# Instrucción A
Reproduce literalmente el fragmento del artículo comprendido entre "Primero cené algo." y "de su parte.", ambos incluidos.

Volver por el camino asfaltado

Salí a la calle sin calzoncillos. Como previendo lo que quería que se me viniera encima. Soñando con una meretriz cincuentona que me abriera la puerta de su zulo. Elucubrando cómo serían sus repisas. Y sus armarios. Y el agujero en el suelo donde, en cuclillas, sueltan lastre. Junto a un lavabo torcido. Que gotea agua contaminada. Sin ventana. Con más desagüe que lo que chupan los orificios de unas esquinas a punto de abrirse en canal.

 

Primero cené algo. Realmente lo hice para que la ingesta alcohólica no cayera en saco roto, preludio de estómago ídem. Fue en un Charmant donde por primera vez en más de cuatrocientas visitas –si no me quedo corto- la comida no estaba correcta. Suele pasar: un taiwanés –o cualquier occidental- intenta marcar una línea adecuada en este inmenso despropósito, y al cabo de los años acaba siendo engullido por la ilegalidad. Algunos luchan contra ello. Otros ponen todo de su parte.

 

Tras alargar la noche –una docena de Kirin ayudaron a que el reloj corriera libre- busqué con ahínco la orilla del vicio. La ribera de la auténtica verdad, aquella a la que la muchedumbre (humanidad) no es capaz de enfrentarse. Porque en este mundo no hay nada mejor ni peor que el mismo ser humano, que desde torticero a grandioso, puede llegar a colmar cada adjetivo, por muy lejano que esté el uno del otro, porque somos errores, somos humanos.

# Instrucción B
Recopila cada línea de las entradas que contenga la cadena "statue". Ten en cuenta que se distinguen mayúsculas y minúsculas.

# Entradas proporcionadas
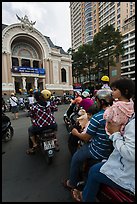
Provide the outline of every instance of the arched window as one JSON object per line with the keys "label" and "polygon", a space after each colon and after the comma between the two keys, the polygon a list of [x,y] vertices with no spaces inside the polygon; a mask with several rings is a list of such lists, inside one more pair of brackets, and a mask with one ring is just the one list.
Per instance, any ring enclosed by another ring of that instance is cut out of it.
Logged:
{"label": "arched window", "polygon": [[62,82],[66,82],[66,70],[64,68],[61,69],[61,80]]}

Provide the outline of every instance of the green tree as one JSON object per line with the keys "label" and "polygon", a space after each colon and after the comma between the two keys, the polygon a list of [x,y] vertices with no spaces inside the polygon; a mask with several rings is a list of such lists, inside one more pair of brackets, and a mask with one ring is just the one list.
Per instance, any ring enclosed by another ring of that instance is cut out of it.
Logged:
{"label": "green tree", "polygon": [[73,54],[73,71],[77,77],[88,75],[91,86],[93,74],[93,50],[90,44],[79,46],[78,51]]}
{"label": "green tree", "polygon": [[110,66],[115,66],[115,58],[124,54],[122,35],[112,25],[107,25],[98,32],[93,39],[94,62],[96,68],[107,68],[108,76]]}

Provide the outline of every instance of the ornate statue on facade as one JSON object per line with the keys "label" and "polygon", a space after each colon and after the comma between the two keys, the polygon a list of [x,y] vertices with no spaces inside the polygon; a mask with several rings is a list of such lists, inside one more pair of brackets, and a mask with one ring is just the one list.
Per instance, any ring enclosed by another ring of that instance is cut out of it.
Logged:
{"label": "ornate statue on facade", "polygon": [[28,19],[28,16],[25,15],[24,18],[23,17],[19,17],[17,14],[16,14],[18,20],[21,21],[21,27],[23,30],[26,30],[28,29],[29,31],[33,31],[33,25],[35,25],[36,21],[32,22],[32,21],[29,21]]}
---
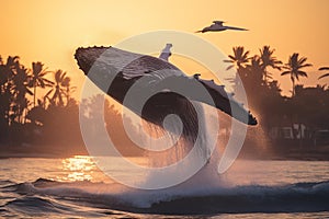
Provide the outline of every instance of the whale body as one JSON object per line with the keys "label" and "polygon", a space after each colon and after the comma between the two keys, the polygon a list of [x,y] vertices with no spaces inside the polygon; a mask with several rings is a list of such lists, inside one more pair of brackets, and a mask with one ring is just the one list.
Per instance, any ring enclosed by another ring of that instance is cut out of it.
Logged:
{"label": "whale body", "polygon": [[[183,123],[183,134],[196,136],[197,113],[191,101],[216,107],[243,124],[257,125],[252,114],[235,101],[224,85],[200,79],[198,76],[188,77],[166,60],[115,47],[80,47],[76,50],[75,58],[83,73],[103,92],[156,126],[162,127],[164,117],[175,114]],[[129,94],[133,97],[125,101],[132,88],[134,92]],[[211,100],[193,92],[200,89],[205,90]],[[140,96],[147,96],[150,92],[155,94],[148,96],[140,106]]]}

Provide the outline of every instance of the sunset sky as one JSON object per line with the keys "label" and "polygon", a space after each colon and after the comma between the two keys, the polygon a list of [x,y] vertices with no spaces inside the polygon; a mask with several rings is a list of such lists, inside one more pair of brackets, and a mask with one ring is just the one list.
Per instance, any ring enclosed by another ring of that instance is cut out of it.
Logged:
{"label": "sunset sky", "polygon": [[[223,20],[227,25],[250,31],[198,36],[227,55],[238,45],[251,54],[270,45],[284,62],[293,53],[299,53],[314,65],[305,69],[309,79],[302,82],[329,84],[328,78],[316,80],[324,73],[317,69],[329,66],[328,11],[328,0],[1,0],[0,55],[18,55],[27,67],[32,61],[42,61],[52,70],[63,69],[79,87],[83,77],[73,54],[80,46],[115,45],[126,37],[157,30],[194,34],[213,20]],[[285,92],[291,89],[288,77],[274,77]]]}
---
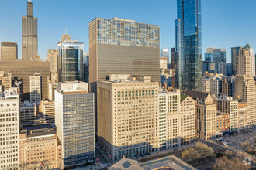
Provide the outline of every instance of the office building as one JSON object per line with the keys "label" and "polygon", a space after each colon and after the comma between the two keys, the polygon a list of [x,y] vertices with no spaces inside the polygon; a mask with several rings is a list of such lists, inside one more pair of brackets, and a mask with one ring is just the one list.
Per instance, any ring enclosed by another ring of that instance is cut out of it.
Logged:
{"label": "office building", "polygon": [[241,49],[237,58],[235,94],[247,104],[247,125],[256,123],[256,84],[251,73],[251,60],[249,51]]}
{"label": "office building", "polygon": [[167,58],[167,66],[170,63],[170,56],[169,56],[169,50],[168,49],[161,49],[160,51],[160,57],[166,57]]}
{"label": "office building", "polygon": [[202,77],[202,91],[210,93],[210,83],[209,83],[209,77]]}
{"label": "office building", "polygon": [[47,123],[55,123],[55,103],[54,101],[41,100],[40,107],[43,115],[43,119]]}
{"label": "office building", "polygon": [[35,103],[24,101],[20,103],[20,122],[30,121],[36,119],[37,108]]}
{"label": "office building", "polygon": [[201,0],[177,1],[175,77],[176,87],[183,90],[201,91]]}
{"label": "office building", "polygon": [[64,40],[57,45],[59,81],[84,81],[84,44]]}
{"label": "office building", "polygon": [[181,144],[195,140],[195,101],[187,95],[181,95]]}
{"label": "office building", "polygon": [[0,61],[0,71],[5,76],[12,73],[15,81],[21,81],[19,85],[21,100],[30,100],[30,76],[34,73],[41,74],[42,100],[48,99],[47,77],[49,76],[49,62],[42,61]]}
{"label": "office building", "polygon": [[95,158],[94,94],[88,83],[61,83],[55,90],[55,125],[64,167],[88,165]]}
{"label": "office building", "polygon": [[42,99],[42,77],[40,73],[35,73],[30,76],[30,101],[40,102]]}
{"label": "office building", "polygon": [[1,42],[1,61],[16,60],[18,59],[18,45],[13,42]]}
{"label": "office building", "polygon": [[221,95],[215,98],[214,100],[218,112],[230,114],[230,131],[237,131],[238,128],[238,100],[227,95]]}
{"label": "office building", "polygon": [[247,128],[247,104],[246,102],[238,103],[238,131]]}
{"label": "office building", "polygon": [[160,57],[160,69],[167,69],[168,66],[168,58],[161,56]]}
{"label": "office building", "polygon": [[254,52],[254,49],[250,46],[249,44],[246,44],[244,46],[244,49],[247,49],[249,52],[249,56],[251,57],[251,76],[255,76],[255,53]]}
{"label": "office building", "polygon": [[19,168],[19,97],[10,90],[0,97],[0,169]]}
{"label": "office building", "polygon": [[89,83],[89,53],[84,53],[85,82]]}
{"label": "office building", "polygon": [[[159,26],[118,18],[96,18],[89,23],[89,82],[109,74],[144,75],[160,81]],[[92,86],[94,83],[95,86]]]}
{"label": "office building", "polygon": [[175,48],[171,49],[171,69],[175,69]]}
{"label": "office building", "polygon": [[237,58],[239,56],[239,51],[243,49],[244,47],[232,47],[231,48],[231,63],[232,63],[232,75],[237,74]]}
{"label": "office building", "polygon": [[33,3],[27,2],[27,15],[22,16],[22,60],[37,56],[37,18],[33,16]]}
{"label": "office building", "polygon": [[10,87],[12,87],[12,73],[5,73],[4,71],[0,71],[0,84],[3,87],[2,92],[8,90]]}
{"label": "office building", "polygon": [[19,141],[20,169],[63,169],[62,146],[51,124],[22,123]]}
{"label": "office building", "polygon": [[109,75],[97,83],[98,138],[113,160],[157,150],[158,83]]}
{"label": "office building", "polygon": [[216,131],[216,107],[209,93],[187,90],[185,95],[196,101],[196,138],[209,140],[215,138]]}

# Salida correcta A
Primero cené algo. Realmente lo hice para que la ingesta alcohólica no cayera en saco roto, preludio de estómago ídem. Fue en un Charmant donde por primera vez en más de cuatrocientas visitas –si no me quedo corto- la comida no estaba correcta. Suele pasar: un taiwanés –o cualquier occidental- intenta marcar una línea adecuada en este inmenso despropósito, y al cabo de los años acaba siendo engullido por la ilegalidad. Algunos luchan contra ello. Otros ponen todo de su parte.

# Salida correcta B
Provide the outline of every instance of the ornate statue on facade as one JSON object per line with the keys "label" and "polygon", a space after each colon and after the comma between the two keys, the polygon a list of [x,y] vertices with no spaces inside the polygon; a mask with several rings is a list of such lists, inside one more pair of brackets, and a mask with one ring is just the one list.
{"label": "ornate statue on facade", "polygon": [[28,19],[28,16],[25,15],[24,18],[23,17],[19,17],[17,14],[16,14],[18,20],[21,21],[21,27],[23,30],[26,30],[28,29],[29,31],[33,31],[33,25],[35,25],[36,21],[32,22],[32,21],[29,21]]}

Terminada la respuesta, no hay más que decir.